_CHECK YOUR UNDERSTANDING_:
[A] Answer these questions from the passage about the priest Gregory Greiten, one per line:
(i) On what date did Greiten tell his parishioners he was gay?
(ii) In which publication did Greiten's column appear?
(iii) What is the title of the book named in the second paragraph?
[B] Carry on the passage about the priest Gregory Greiten coming out from its final sentence.

_PASSAGE_:
-*-*-
I make no secret that I am a former Catholic and believe that my Catholic upbringing inflicted much pain and self-hatred on me. Indeed, it took several years of therapy to get over the damage done. Thus, I found it of interest when on December 17, 2017, the Rev. Gregory Greiten, a Roman Catholic priest, shared a secret with parishioners at the St. Bernadette Catholic Parish: “I am gay.” Greiten was then greeted with a standing ovation, according to the Milwaukee Journal Sentinel. Greiten next wrote a column in the National Catholic Reporter that looked at both his own experiences but also on why the Church needs to change and reject its 12th century views on sexuality. In the Root, another former Catholic reviewed Greitan's actions and made statements that ran all too true with me. Here are excerpts:
As someone who now uses the descriptor “recovering Catholic” to answer questions about my religious identity, was once approached for the priesthood, struggled with reconciling my faith with my sexual orientation, and just finished writing about these experiences and more in a book called I Can’t Date Jesus, much of what Greiten wrote felt all too familiar.
-*-*-
_RECORDS PROVIDED_:
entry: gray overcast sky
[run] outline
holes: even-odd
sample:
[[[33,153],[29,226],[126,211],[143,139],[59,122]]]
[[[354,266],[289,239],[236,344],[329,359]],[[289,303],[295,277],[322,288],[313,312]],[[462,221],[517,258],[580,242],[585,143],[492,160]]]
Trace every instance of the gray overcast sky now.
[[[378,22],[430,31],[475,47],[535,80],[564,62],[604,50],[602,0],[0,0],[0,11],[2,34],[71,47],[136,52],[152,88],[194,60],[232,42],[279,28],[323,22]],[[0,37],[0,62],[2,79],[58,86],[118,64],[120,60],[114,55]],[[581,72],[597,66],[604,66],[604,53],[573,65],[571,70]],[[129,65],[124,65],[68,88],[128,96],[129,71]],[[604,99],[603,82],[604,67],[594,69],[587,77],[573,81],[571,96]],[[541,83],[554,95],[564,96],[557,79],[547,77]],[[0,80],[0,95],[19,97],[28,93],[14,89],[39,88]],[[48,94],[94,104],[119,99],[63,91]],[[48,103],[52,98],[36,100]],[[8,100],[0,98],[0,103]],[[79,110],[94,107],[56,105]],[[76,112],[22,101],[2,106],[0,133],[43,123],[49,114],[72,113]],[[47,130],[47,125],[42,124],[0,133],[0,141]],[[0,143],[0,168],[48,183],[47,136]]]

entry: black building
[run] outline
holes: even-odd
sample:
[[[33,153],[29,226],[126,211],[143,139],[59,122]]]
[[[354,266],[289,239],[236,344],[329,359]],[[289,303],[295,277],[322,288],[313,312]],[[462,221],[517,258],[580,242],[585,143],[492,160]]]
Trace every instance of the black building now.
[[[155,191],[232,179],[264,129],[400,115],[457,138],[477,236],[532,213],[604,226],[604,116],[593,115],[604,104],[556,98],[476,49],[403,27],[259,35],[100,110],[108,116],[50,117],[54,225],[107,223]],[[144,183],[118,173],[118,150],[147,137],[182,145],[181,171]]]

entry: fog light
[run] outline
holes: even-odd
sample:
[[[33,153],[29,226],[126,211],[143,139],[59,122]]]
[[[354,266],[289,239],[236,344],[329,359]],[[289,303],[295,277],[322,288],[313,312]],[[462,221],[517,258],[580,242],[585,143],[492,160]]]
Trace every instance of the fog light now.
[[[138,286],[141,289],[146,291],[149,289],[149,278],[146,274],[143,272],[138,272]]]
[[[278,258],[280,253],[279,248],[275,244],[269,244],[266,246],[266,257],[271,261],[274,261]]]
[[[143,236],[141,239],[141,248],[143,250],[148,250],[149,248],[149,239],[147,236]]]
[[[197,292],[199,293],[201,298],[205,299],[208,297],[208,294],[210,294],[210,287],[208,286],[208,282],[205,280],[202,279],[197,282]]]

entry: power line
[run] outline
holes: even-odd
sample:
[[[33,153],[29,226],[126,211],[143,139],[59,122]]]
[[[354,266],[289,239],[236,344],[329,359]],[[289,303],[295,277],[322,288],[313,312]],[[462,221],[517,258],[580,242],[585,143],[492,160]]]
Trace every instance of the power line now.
-*-*-
_ANSWERS FOR THE EXERCISE_:
[A]
(i) December 17, 2017
(ii) The National Catholic Reporter
(iii) I Can't Date Jesus

[B]
Like Greiten, I was taught that homosexuality was something “disordered, unspeakable and something to be punished.” I thought I was going to go to hell for every thought I had, every touch I contemplated, each time I gave in to temptation. It’s a haunting, shameful feeling that eats you inside. You become so accustomed to guilt that even if you dare to be truthful about who you are in all settings, you may still find yourself having to learn to shake off old habits, like guilt. Religions in general tend to make their believers feel guilty about their misdeeds, but Catholics are particularly adept when it comes to guilt.
That’s why it matters so much that Greiten has stepped forward and gained national attention. There are many more like him. Just how many is unclear, but none of them should feel compelled to linger in the shadows. . . . The church continues to collectively hold archaic, bigoted views about transgender people. Moreover, the Vatican relentlessly clings to needless positions about women on issues like contraception that contribute to their subjugation around the world.
Everyone should be loved and embraced rather than merely tolerated.
As we launch into 2018, I hope that more Catholics - especially those who are LGBT - will reject the Church's toxic teachings and in the process find self-acceptance and the realization that there is nothing wrong with them. Happy New Year!